- **Dataset records**:
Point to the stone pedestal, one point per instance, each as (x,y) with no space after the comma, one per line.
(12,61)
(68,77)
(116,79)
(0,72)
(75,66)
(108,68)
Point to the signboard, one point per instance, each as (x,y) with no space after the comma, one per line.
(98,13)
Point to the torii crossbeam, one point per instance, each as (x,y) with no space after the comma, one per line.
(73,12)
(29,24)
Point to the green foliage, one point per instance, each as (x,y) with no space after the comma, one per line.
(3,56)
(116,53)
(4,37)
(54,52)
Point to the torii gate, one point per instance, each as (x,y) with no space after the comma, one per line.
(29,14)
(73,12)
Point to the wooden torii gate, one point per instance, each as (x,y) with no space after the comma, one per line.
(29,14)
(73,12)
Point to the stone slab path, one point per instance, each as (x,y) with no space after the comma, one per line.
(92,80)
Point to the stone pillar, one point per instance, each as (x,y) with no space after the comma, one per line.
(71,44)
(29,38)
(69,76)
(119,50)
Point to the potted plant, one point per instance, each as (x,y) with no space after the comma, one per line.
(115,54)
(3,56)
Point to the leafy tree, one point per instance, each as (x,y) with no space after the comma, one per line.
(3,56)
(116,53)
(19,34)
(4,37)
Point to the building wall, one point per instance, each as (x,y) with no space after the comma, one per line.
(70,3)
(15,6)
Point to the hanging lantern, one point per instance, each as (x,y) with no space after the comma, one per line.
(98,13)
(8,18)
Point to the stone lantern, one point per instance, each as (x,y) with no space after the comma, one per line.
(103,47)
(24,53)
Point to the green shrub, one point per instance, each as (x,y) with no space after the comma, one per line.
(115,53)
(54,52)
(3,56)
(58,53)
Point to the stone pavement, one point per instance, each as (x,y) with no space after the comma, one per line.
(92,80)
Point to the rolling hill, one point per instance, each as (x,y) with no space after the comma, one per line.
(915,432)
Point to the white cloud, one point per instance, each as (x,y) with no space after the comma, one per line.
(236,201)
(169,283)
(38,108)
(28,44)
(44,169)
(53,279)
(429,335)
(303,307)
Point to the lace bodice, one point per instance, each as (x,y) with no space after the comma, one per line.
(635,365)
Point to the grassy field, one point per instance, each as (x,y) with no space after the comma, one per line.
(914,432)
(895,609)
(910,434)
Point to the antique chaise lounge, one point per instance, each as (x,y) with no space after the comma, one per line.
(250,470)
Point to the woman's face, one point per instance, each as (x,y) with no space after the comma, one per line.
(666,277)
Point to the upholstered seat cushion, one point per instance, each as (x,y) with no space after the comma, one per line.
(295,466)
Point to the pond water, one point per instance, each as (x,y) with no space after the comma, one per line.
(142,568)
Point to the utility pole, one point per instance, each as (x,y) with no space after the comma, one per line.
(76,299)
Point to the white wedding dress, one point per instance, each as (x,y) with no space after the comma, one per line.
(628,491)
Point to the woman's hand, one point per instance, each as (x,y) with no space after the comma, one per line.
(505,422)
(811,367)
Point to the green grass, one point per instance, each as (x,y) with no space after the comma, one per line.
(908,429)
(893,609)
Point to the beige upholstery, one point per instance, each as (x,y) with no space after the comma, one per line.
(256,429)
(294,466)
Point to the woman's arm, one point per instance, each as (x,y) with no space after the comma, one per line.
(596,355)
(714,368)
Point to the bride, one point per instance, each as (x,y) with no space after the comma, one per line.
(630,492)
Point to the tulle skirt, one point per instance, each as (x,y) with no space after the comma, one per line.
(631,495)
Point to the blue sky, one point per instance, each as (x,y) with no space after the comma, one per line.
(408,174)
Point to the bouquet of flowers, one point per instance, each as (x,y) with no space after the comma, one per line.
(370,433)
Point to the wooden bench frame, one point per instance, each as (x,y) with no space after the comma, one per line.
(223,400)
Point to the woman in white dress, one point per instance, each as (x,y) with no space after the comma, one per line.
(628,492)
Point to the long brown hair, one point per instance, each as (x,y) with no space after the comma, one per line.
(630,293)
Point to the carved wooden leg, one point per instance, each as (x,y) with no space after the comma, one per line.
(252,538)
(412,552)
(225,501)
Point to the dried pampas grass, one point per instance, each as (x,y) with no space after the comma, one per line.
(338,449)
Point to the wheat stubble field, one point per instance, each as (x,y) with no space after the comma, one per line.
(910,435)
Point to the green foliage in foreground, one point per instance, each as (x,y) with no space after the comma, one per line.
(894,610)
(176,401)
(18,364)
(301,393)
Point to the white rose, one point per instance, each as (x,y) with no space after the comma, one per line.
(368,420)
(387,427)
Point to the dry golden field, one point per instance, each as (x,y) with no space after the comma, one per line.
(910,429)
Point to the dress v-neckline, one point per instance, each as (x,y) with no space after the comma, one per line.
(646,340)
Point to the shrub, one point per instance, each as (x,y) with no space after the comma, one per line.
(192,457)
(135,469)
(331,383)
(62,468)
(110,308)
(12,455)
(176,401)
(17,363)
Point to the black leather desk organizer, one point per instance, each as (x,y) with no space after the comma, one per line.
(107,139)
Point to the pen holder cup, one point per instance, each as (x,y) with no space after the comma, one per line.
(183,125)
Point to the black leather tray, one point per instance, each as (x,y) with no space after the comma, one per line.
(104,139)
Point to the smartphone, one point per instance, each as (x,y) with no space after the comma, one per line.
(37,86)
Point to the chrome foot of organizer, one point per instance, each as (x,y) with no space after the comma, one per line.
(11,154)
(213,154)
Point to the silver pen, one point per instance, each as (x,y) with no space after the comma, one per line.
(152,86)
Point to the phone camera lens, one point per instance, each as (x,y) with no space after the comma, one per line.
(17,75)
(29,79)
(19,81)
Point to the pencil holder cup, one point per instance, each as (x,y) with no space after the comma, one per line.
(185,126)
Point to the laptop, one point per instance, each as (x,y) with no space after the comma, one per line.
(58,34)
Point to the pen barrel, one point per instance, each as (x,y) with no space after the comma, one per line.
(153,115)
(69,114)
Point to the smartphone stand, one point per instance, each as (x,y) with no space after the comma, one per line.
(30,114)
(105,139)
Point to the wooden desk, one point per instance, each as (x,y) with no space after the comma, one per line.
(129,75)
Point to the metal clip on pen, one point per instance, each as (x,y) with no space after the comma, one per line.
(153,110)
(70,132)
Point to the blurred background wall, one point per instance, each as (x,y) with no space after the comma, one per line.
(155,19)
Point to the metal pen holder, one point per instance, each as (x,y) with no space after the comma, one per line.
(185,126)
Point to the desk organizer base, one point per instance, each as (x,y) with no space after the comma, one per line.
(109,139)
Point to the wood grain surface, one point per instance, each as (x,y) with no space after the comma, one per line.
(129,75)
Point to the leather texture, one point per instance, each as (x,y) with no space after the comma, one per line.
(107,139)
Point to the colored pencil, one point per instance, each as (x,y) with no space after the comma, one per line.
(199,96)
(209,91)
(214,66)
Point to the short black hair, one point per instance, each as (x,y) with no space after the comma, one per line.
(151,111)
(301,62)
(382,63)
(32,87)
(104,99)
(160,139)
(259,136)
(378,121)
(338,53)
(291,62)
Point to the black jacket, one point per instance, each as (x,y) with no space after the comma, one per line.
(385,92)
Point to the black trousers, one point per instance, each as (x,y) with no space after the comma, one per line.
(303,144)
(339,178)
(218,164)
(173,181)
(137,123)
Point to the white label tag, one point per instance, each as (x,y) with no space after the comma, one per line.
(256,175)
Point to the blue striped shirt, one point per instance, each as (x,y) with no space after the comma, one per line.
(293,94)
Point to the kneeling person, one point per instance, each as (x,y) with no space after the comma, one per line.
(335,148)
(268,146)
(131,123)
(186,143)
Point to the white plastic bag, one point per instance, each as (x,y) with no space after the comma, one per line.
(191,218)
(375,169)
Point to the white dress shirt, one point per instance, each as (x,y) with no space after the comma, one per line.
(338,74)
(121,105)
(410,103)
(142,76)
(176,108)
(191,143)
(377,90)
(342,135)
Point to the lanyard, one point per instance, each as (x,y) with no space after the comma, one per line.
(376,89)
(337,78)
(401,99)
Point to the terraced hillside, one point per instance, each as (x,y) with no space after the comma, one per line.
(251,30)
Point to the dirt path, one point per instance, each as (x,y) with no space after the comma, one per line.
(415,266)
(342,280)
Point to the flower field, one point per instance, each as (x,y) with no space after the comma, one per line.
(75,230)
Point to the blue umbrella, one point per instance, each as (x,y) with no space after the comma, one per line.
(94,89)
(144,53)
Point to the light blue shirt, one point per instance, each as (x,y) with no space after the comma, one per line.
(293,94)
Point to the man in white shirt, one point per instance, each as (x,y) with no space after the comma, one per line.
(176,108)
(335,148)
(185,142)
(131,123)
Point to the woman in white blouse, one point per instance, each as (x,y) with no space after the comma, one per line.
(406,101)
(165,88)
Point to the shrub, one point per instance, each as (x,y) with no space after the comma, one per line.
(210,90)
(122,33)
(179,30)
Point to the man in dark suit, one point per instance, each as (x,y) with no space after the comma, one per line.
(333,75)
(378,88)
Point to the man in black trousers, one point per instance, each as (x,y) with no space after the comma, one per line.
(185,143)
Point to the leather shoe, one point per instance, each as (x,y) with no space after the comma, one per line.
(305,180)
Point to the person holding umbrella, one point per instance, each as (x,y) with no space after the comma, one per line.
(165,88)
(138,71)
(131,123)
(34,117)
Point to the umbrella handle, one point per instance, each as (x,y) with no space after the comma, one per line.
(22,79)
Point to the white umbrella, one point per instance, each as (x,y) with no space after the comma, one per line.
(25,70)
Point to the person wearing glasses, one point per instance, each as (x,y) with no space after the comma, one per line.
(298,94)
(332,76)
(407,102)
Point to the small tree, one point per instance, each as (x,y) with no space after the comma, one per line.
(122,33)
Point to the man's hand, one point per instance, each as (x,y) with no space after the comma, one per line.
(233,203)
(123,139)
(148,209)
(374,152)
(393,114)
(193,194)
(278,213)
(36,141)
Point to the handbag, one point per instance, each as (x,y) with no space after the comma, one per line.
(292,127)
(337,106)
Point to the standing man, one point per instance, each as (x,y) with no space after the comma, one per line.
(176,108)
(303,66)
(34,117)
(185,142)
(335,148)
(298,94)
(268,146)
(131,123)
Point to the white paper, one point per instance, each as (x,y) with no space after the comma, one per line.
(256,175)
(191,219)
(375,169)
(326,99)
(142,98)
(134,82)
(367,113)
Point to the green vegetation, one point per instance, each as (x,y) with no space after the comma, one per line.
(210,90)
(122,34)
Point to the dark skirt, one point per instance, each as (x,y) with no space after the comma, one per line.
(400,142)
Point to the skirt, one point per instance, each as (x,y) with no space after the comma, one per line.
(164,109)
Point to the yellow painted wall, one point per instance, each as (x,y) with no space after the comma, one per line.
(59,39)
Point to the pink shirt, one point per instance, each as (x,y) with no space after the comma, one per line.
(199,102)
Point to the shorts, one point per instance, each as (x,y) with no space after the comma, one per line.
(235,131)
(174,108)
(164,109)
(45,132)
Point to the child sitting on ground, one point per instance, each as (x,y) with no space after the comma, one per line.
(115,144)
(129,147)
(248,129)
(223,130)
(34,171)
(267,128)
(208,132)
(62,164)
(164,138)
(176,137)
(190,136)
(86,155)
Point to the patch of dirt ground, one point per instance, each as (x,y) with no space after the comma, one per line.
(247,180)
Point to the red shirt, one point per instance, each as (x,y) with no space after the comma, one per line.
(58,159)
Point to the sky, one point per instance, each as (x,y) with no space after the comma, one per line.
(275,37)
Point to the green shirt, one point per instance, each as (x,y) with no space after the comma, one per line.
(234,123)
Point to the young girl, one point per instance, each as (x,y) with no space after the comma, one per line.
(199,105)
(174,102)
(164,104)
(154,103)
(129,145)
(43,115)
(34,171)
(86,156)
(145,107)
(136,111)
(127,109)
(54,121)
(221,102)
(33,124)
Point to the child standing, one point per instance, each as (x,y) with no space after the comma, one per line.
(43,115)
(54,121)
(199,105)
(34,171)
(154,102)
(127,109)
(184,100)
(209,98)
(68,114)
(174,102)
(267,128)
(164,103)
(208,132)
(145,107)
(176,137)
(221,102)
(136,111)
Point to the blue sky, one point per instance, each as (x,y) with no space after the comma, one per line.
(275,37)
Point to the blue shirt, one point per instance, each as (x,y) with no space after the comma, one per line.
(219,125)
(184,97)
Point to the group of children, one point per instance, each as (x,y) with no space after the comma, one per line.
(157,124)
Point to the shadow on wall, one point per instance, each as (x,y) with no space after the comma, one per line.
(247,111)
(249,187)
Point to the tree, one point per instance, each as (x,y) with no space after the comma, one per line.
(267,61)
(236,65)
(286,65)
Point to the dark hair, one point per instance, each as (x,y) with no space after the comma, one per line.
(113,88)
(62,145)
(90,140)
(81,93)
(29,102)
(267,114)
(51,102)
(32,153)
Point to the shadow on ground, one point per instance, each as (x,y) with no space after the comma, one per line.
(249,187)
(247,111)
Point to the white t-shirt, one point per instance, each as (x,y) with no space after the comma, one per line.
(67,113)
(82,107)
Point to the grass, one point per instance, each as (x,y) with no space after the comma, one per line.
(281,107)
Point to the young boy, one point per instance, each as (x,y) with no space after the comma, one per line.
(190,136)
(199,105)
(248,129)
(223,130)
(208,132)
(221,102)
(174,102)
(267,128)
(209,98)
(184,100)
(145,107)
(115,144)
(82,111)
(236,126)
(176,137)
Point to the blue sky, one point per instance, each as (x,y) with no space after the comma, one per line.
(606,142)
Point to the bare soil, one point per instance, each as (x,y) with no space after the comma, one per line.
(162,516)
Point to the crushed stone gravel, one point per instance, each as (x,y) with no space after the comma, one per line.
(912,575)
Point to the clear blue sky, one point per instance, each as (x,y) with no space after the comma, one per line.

- **Your task**: Reproduce the final stretch of the data above: every line from the one holding "Point to the blue shirt, one" through the end, inclusive, exactly as written and nothing else.

- **Worked answer**:
Point to the blue shirt, one point per instance, each as (x,y) with no space after the comma, one per line.
(219,125)
(184,97)
Point to the group of children, one point per instance, each as (x,y) with no space after the comma, one per line.
(157,124)
Point to the shadow on wall, one point per instance, each as (x,y) with no space after the comma, one per line.
(247,111)
(249,187)
Point to the tree, one point per instance, each as (x,y) with no space after the comma, one per line.
(267,61)
(236,65)
(286,65)
Point to the dark hair, one point per instance, each as (x,y) with no space after the comma, one per line.
(113,88)
(62,145)
(90,140)
(81,93)
(29,102)
(267,114)
(51,102)
(32,153)
Point to the shadow on ground, one point per instance, each as (x,y) with no space after the comma, one per line.
(249,187)
(247,111)
Point to the white t-shirt, one point per instance, each as (x,y) with no space after the comma, one per line.
(67,113)
(82,107)
Point to the grass, one point per instance, each as (x,y) with no space after the comma, one per line.
(281,107)
Point to the young boy, one point per instance, each as (x,y) with no space after the comma, one per line.
(190,136)
(199,105)
(248,129)
(223,130)
(208,132)
(221,102)
(174,102)
(267,128)
(209,98)
(184,100)
(145,107)
(115,144)
(82,111)
(236,126)
(176,137)
Point to the blue sky, one point per instance, each as (x,y) with no space after the comma, one per line.
(606,142)
Point to the bare soil, one point per instance, each as (x,y) with no space after the comma, one per line.
(162,516)
Point to the crushed stone gravel, one point per instance, each as (x,y) with no space after the comma, one per line.
(912,575)
Point to the clear blue sky, one point per instance, each as (x,y) with no space after the comma, one per line.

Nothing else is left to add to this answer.